■ PROVIDED DATA ■
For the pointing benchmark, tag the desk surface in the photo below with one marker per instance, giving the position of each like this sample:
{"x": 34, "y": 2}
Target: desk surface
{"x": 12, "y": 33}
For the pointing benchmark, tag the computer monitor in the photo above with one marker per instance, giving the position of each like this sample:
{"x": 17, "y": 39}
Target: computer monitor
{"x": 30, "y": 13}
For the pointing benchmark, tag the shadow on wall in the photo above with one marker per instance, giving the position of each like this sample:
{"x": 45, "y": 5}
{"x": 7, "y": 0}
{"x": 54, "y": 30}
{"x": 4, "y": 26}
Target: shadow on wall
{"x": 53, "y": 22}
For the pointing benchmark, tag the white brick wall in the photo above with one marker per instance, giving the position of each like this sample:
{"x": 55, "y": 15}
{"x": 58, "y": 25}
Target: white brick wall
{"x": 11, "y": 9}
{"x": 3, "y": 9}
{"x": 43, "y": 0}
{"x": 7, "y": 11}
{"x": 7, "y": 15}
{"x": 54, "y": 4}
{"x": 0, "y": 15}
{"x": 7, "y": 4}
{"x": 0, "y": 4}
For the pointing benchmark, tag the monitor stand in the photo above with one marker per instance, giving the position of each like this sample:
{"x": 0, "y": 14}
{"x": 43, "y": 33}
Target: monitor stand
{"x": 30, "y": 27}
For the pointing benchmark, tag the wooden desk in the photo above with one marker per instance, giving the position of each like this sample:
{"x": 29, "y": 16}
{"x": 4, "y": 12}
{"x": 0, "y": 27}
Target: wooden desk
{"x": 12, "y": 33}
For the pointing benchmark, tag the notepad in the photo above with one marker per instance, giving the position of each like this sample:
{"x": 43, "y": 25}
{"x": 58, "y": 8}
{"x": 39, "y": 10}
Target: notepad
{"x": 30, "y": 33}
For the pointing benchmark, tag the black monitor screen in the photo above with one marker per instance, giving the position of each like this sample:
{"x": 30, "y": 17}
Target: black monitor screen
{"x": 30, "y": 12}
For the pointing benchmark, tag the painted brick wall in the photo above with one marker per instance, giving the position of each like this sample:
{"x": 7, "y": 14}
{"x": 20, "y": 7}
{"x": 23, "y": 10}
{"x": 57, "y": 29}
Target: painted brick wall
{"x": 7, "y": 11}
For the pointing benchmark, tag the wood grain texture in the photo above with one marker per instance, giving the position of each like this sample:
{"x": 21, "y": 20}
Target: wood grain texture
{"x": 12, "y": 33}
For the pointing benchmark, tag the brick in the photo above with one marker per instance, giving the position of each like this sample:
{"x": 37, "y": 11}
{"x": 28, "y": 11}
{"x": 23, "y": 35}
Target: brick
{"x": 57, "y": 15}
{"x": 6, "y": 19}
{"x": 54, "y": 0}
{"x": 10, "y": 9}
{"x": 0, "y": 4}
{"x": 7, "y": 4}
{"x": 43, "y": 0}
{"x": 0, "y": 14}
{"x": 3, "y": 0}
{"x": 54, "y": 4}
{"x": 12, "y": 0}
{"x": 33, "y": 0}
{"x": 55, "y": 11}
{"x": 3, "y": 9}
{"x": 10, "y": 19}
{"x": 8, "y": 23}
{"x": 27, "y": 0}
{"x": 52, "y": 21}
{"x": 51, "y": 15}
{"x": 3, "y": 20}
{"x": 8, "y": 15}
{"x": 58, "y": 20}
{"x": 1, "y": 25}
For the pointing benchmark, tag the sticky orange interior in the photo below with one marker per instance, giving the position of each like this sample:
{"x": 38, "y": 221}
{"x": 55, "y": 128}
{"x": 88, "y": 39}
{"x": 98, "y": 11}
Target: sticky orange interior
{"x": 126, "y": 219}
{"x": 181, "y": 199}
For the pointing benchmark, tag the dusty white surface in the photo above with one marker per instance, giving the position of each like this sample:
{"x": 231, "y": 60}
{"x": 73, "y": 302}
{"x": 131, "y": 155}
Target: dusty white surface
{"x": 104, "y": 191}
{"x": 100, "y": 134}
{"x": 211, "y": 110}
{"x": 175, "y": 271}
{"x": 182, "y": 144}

■ WORK TO COMPLETE ■
Print again each line of the listing above, exactly as it appears.

■ THE REPLY ■
For the pointing benchmark, tag the desk surface in the photo below with one marker per instance, giving the position of each like this sample:
{"x": 34, "y": 2}
Target: desk surface
{"x": 12, "y": 33}
For the pointing benchmark, tag the computer monitor in the photo above with one marker per instance, giving the position of each like this sample:
{"x": 17, "y": 39}
Target: computer monitor
{"x": 30, "y": 13}
For the pointing benchmark, tag the shadow on wall in the photo above with one marker per instance, giving the position of each like this sample:
{"x": 45, "y": 5}
{"x": 7, "y": 0}
{"x": 54, "y": 30}
{"x": 4, "y": 26}
Target: shadow on wall
{"x": 53, "y": 22}
For the pointing benchmark, tag the white brick wall in the photo above with one marker per instance, giving the position of each like this sample:
{"x": 55, "y": 15}
{"x": 58, "y": 25}
Target: white brick wall
{"x": 11, "y": 9}
{"x": 3, "y": 9}
{"x": 43, "y": 0}
{"x": 7, "y": 11}
{"x": 7, "y": 15}
{"x": 54, "y": 4}
{"x": 0, "y": 15}
{"x": 7, "y": 4}
{"x": 0, "y": 4}
For the pointing benchmark, tag the monitor stand in the photo above with one marker per instance, giving the position of each like this sample:
{"x": 0, "y": 14}
{"x": 43, "y": 33}
Target: monitor stand
{"x": 30, "y": 27}
For the pointing benchmark, tag the wooden desk in the photo above with one marker per instance, giving the position of each like this sample:
{"x": 29, "y": 16}
{"x": 4, "y": 12}
{"x": 0, "y": 27}
Target: wooden desk
{"x": 12, "y": 33}
For the pointing benchmark, tag the notepad in the photo above with one marker per instance, giving the position of each like this sample:
{"x": 43, "y": 25}
{"x": 58, "y": 8}
{"x": 39, "y": 10}
Target: notepad
{"x": 30, "y": 33}
For the pointing benchmark, tag the black monitor screen in the photo above with one marker per instance, giving the position of each like this sample:
{"x": 30, "y": 17}
Target: black monitor screen
{"x": 30, "y": 12}
For the pointing benchmark, tag the painted brick wall in the photo above with one marker per instance, giving the position of each like this sample:
{"x": 7, "y": 14}
{"x": 20, "y": 7}
{"x": 23, "y": 10}
{"x": 57, "y": 29}
Target: painted brick wall
{"x": 7, "y": 11}
For the pointing benchmark, tag the wood grain texture in the photo above with one marker per instance, giving the position of each like this sample:
{"x": 21, "y": 20}
Target: wood grain texture
{"x": 12, "y": 33}
For the pointing benchmark, tag the brick in the photo above with one marker per instance, giving the position of each like this sample:
{"x": 37, "y": 11}
{"x": 28, "y": 11}
{"x": 23, "y": 35}
Target: brick
{"x": 57, "y": 15}
{"x": 6, "y": 19}
{"x": 54, "y": 0}
{"x": 10, "y": 9}
{"x": 0, "y": 4}
{"x": 7, "y": 4}
{"x": 43, "y": 0}
{"x": 0, "y": 14}
{"x": 3, "y": 0}
{"x": 54, "y": 4}
{"x": 12, "y": 0}
{"x": 33, "y": 0}
{"x": 55, "y": 11}
{"x": 3, "y": 9}
{"x": 10, "y": 19}
{"x": 8, "y": 23}
{"x": 27, "y": 0}
{"x": 52, "y": 21}
{"x": 51, "y": 15}
{"x": 3, "y": 20}
{"x": 8, "y": 15}
{"x": 58, "y": 20}
{"x": 1, "y": 25}
For the pointing benchmark, tag the sticky orange interior in the photo below with one marker per instance, giving the position of each like this sample:
{"x": 38, "y": 221}
{"x": 55, "y": 128}
{"x": 88, "y": 39}
{"x": 98, "y": 11}
Target: sticky orange interior
{"x": 126, "y": 219}
{"x": 181, "y": 199}
For the pointing benchmark, tag the dusty white surface in the photo above with one marker per instance, giving the position of each like this sample:
{"x": 231, "y": 60}
{"x": 73, "y": 302}
{"x": 131, "y": 155}
Target: dusty white surface
{"x": 104, "y": 191}
{"x": 100, "y": 134}
{"x": 211, "y": 110}
{"x": 175, "y": 271}
{"x": 182, "y": 144}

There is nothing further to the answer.